Excerpts of location labeling data:
"""

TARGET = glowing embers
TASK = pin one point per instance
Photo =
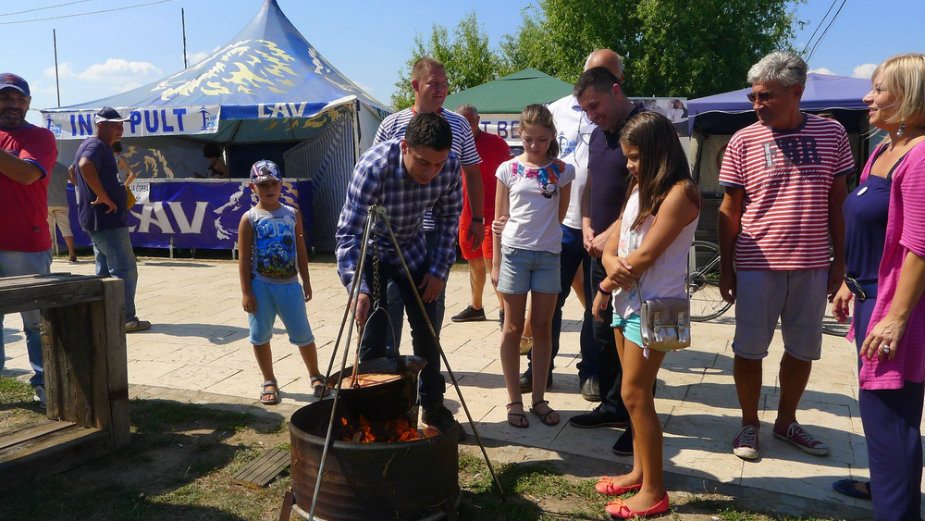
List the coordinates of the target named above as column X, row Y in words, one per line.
column 393, row 430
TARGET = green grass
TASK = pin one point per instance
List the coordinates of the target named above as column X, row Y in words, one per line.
column 12, row 391
column 181, row 458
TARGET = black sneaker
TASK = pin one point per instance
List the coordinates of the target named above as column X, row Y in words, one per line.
column 442, row 419
column 469, row 314
column 526, row 381
column 591, row 390
column 624, row 444
column 598, row 418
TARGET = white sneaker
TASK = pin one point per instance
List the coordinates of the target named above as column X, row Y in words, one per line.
column 40, row 395
column 745, row 445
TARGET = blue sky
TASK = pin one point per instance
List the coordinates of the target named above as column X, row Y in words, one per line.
column 369, row 41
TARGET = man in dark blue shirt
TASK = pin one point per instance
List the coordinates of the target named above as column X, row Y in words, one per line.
column 102, row 210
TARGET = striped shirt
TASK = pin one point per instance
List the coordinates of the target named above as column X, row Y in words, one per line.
column 394, row 126
column 786, row 176
column 380, row 178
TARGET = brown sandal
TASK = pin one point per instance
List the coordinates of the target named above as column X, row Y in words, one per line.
column 544, row 416
column 268, row 397
column 522, row 422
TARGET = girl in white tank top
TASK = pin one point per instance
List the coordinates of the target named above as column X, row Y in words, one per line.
column 650, row 248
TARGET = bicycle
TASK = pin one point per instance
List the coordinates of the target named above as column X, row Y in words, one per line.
column 703, row 282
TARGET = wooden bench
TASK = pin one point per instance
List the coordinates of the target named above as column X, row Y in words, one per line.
column 86, row 374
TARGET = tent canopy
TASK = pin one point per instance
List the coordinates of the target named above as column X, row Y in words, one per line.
column 268, row 74
column 510, row 94
column 823, row 92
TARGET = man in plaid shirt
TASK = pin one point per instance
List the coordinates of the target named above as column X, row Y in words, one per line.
column 407, row 177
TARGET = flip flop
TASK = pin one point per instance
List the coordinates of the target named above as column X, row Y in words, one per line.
column 619, row 510
column 606, row 486
column 268, row 397
column 523, row 423
column 544, row 417
column 848, row 487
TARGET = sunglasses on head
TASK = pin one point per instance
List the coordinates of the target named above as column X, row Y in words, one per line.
column 762, row 96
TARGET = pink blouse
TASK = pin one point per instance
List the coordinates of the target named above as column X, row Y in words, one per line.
column 905, row 232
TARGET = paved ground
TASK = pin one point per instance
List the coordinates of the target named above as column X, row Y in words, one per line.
column 198, row 351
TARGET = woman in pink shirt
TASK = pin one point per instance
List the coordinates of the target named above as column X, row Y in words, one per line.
column 891, row 343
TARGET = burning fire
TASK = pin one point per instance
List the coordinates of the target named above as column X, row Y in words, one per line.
column 390, row 431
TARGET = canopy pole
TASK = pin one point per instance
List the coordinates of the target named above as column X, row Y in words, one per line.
column 54, row 42
column 183, row 24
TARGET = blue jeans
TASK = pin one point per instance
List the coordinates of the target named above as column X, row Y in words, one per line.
column 13, row 263
column 432, row 385
column 115, row 258
column 396, row 306
column 572, row 257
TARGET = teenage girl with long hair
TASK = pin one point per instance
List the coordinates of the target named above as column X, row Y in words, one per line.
column 648, row 254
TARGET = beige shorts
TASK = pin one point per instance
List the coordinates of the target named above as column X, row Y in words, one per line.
column 59, row 215
column 797, row 298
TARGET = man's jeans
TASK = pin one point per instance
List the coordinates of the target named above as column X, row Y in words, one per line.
column 432, row 384
column 574, row 255
column 396, row 305
column 610, row 376
column 115, row 258
column 14, row 263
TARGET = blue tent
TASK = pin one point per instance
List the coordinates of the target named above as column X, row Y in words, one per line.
column 266, row 94
column 266, row 84
column 727, row 112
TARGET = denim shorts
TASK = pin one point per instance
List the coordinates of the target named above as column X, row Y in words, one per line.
column 523, row 271
column 288, row 302
column 631, row 327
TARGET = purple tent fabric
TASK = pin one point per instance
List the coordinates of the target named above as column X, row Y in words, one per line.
column 823, row 92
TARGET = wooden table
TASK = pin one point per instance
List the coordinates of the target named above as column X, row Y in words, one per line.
column 86, row 375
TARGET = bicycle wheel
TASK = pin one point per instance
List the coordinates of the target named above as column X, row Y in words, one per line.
column 703, row 282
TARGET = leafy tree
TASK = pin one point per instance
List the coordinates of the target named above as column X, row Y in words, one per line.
column 672, row 47
column 468, row 58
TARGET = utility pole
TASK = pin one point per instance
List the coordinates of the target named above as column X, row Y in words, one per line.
column 54, row 41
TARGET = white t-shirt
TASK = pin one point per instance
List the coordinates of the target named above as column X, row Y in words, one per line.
column 573, row 129
column 533, row 222
column 667, row 277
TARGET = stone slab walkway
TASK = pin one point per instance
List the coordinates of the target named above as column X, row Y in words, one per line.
column 198, row 349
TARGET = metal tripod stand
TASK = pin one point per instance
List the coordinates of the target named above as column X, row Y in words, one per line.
column 377, row 212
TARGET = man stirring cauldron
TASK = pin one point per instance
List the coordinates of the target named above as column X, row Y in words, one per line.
column 407, row 177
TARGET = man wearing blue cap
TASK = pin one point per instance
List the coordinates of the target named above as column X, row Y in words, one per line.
column 102, row 209
column 27, row 156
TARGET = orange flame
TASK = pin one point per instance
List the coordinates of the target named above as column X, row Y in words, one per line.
column 389, row 431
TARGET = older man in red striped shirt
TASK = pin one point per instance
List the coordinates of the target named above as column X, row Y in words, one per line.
column 784, row 181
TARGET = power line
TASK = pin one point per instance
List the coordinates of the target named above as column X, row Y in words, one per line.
column 43, row 8
column 826, row 30
column 818, row 25
column 86, row 14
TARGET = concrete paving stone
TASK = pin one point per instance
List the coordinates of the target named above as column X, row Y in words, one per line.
column 150, row 372
column 197, row 378
column 195, row 308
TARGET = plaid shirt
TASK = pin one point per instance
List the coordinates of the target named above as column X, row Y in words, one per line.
column 380, row 178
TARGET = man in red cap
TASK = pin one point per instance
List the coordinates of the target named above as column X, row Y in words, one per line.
column 27, row 156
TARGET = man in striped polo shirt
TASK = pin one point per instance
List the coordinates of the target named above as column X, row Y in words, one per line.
column 784, row 180
column 430, row 85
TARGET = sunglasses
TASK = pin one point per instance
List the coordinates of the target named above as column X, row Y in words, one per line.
column 762, row 96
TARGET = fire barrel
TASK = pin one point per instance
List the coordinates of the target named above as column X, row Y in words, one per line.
column 408, row 481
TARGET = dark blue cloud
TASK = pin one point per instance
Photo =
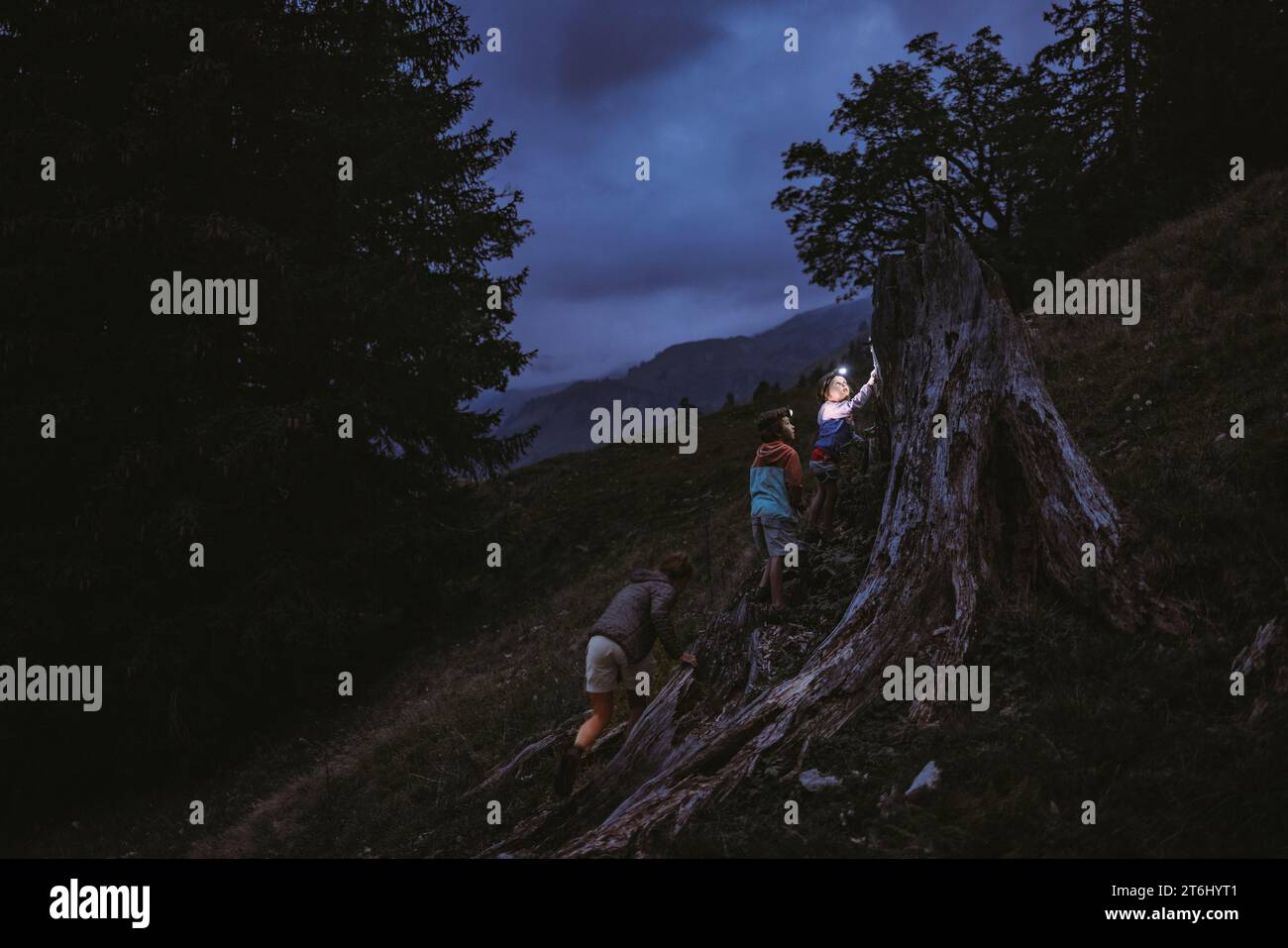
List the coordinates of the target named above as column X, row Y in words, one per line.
column 622, row 268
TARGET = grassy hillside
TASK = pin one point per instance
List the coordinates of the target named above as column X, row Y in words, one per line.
column 1142, row 725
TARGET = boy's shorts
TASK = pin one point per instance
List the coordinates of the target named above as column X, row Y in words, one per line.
column 824, row 472
column 605, row 666
column 772, row 535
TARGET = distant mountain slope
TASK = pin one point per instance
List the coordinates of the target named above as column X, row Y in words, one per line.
column 703, row 371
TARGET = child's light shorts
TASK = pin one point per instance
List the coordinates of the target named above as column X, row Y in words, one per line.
column 605, row 666
column 772, row 535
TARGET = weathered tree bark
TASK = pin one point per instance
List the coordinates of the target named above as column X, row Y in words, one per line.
column 1005, row 500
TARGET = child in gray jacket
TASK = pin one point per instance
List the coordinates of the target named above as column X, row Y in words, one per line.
column 618, row 648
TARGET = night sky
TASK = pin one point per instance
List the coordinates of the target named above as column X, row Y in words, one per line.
column 622, row 268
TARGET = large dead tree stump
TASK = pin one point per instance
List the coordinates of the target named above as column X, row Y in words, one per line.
column 1006, row 500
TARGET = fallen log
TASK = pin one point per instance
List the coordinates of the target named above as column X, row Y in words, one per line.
column 1005, row 500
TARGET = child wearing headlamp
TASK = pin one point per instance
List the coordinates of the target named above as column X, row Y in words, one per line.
column 835, row 430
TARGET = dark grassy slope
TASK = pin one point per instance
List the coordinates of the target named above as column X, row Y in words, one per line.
column 1144, row 727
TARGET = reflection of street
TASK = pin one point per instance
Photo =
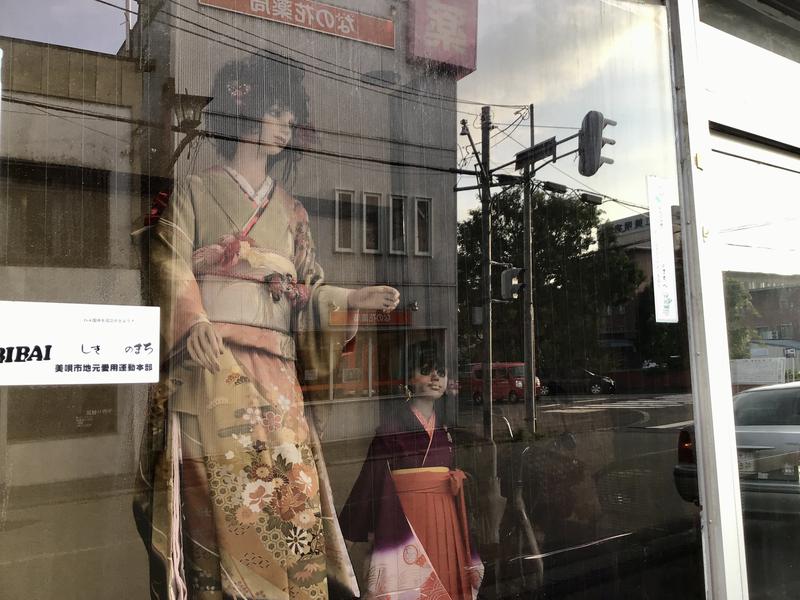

"""

▸ Directions for this task
Copy the records word for word from their very start through the line containing "column 745, row 445", including that line. Leave out the pictures.

▸ Correct result
TARGET = glowing embers
TASK = pin one point per instance
Photo =
List the coordinates of the target named above as column X, row Y in words, one per line.
column 393, row 430
TARGET = green grass
TASK = pin one point per instance
List the coordinates of the target named above as column X, row Y in words, one per line.
column 12, row 391
column 181, row 458
TARGET = black sneaker
TASK = pin one point per instance
List the coordinates of the target named above as column X, row Y in words, one per line.
column 442, row 419
column 469, row 314
column 526, row 381
column 591, row 390
column 624, row 444
column 598, row 418
TARGET = white sneaker
TASK = pin one point per instance
List the coordinates of the target named above as column X, row Y in words, one per line.
column 40, row 395
column 745, row 445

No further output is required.